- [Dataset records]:
[Start of section]

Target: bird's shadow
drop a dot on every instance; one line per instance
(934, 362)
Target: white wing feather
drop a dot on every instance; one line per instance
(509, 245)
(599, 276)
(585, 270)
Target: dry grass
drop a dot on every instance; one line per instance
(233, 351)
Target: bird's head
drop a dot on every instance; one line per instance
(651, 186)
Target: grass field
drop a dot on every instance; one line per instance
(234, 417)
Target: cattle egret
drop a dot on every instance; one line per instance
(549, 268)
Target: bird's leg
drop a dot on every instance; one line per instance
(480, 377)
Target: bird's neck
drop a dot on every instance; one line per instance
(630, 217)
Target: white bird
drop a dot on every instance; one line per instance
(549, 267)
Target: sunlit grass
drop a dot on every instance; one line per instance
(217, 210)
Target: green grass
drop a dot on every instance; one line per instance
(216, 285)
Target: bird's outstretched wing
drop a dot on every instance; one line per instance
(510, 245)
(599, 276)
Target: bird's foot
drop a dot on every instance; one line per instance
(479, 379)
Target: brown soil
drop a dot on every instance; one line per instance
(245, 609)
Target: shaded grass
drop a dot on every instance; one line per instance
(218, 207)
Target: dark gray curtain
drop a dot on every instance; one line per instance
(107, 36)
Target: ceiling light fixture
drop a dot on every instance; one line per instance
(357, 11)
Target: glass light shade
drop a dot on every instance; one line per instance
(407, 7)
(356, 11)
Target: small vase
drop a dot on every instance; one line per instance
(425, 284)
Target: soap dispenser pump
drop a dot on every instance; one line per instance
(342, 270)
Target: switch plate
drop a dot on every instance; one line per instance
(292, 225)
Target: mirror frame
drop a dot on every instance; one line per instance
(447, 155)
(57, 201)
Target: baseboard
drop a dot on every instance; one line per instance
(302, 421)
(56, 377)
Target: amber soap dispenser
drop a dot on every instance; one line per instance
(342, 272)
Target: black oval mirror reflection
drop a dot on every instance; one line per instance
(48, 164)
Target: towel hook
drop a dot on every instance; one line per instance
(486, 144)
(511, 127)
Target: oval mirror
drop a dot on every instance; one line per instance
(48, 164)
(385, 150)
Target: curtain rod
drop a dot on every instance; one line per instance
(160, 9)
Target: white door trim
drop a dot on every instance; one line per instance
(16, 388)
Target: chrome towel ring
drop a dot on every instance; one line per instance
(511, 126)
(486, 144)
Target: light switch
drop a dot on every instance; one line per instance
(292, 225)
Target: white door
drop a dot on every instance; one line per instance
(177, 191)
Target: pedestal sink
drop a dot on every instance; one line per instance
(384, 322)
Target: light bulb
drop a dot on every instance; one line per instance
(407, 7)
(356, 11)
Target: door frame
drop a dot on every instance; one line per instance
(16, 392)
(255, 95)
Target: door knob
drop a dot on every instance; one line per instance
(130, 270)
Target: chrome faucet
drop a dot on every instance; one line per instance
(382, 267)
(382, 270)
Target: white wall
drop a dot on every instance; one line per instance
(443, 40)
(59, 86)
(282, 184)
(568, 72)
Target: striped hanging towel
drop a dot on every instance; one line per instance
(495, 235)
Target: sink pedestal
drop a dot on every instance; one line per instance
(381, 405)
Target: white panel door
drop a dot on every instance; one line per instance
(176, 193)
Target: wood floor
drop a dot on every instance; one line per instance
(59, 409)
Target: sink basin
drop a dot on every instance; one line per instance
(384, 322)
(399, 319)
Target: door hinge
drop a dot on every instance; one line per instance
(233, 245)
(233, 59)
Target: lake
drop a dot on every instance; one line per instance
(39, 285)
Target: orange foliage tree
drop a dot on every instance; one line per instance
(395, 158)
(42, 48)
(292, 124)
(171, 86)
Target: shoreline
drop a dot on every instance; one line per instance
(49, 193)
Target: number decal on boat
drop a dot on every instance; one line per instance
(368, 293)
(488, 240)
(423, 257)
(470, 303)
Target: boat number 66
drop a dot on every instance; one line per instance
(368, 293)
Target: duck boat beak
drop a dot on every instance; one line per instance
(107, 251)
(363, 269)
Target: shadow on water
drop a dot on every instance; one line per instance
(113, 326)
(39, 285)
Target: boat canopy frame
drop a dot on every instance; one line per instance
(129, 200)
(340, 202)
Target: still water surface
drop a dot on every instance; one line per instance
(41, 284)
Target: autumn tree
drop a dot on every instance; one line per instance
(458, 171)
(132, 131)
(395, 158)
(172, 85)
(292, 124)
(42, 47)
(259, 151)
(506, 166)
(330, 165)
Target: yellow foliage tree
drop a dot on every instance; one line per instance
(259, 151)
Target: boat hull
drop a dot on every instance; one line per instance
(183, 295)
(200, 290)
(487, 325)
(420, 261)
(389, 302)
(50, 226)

[End of section]

- [AIM OF THE TASK]: All of the entries above should be written out verbatim.

- [EXERCISE OUTPUT]:
Target: bird's shadow
drop a dot on every instance; one line per instance
(934, 362)
Target: white wing feather
drop a dot on every instance; one line per instance
(509, 245)
(599, 276)
(585, 270)
Target: dry grass
drop a dot on every instance; one line per instance
(233, 351)
Target: bird's head
drop a dot on every instance; one line per instance
(651, 186)
Target: grass field
drop a dot on every instance; one line per instance
(234, 417)
Target: cattle egret
drop a dot on every instance; one line per instance
(549, 268)
Target: bird's leg
drop a dot on every instance; one line per instance
(480, 377)
Target: bird's neck
drop a dot on every instance; one line per instance
(630, 217)
Target: white bird
drop a dot on every instance; one line per instance
(549, 267)
Target: sunlit grass
drop a dot on every instance; one line per instance
(217, 210)
Target: green grass
drop a dot on every instance; one line per instance
(216, 285)
Target: bird's outstretched wing
drop a dot on every instance; one line per instance
(510, 245)
(599, 276)
Target: bird's foot
drop a dot on every instance; one line per instance
(479, 379)
Target: brown soil
drop a dot on every instance; one line per instance
(245, 609)
Target: shaded grass
drop a dot on every instance; one line per instance
(218, 207)
Target: dark gray curtain
drop a dot on every instance; one line per instance
(107, 36)
Target: ceiling light fixture
drop a dot on every instance; one line per instance
(357, 11)
Target: glass light shade
drop a dot on every instance; one line per instance
(407, 7)
(356, 11)
Target: small vase
drop a dot on every instance; one line per instance
(425, 284)
Target: soap dispenser pump
drop a dot on every instance; one line per instance
(342, 270)
Target: switch plate
drop a dot on every instance; one line per instance
(292, 225)
Target: mirror frame
drop a dot on every instance; one line per instance
(447, 155)
(57, 201)
Target: baseboard
drop a dot on every instance; one line per instance
(302, 421)
(56, 377)
Target: amber soap dispenser
drop a dot on every instance; one line per instance
(342, 272)
Target: black oval mirror reflection
drop a dot on every instance; one line per instance
(48, 164)
Target: towel hook
drop a dot on every instance; one line per instance
(486, 144)
(511, 127)
Target: oval mirror
drop a dot on every instance; one line per instance
(48, 164)
(385, 150)
Target: curtain rod
drop a dot on every instance; one line per instance
(160, 9)
Target: white door trim
drop a dot on every instance; one line per instance
(16, 388)
Target: chrome towel ring
drop a dot on every instance; one line per instance
(511, 126)
(486, 144)
Target: light switch
drop a dot on every instance; one line per instance
(292, 225)
Target: white door
drop a dot on every instance; one line per instance
(177, 191)
Target: pedestal sink
drop a dot on every instance; one line per instance
(384, 322)
Target: light bulb
drop a dot on every instance; one line per instance
(407, 7)
(356, 11)
Target: door frame
drop a dot on every instance; one line per instance
(16, 392)
(255, 95)
Target: door knob
drop a dot on every instance; one line per instance
(130, 270)
Target: chrome faucet
drop a dot on every instance; one line per instance
(382, 267)
(382, 270)
Target: white wall
drop a dot on every instance; one line per instance
(443, 40)
(59, 86)
(282, 184)
(568, 72)
Target: striped hanging towel
drop a dot on every instance; one line per instance
(495, 235)
Target: sink pedestal
drop a dot on every instance; one line per instance
(381, 405)
Target: white panel door
drop a dot on every instance; one line per instance
(176, 193)
Target: wood floor
drop a dot on every instance; one line per instance
(59, 409)
Target: sink basin
drop a dot on every instance; one line per instance
(384, 322)
(399, 319)
Target: door hinge
drop a dot on every instance; one line per instance
(233, 245)
(233, 59)
Target: lake
drop a dot on every instance; one line per instance
(39, 285)
Target: orange foliage tree
drop a dot on every instance; one line per instance
(395, 158)
(42, 48)
(292, 124)
(171, 86)
Target: shoreline
drop a dot on every instance; one line per instance
(49, 193)
Target: number decal on boat
drop a dot on every instance; one line per instance
(368, 293)
(488, 240)
(423, 257)
(470, 303)
Target: boat number 66
drop a dot on every instance; one line per instance
(368, 293)
Target: duck boat beak
drop a dot on every instance; one line per instance
(107, 251)
(363, 269)
Target: shadow on water
drop a dot on every instance; one line per instance
(113, 326)
(39, 285)
Target: boat canopy frame
drop a dot on every instance; one line per instance
(129, 200)
(340, 202)
Target: still water surface
drop a dot on every instance; one line per instance
(41, 284)
Target: autumn tree
drop a dot on every instance; one line per instance
(458, 171)
(132, 131)
(395, 158)
(172, 85)
(292, 124)
(42, 47)
(259, 151)
(506, 166)
(330, 165)
Target: yellow foliage tree
drop a dot on every instance; one line per instance
(259, 151)
Target: boat hull
drop a dot on every instance; one line per instance
(183, 295)
(200, 290)
(487, 325)
(420, 261)
(389, 302)
(50, 226)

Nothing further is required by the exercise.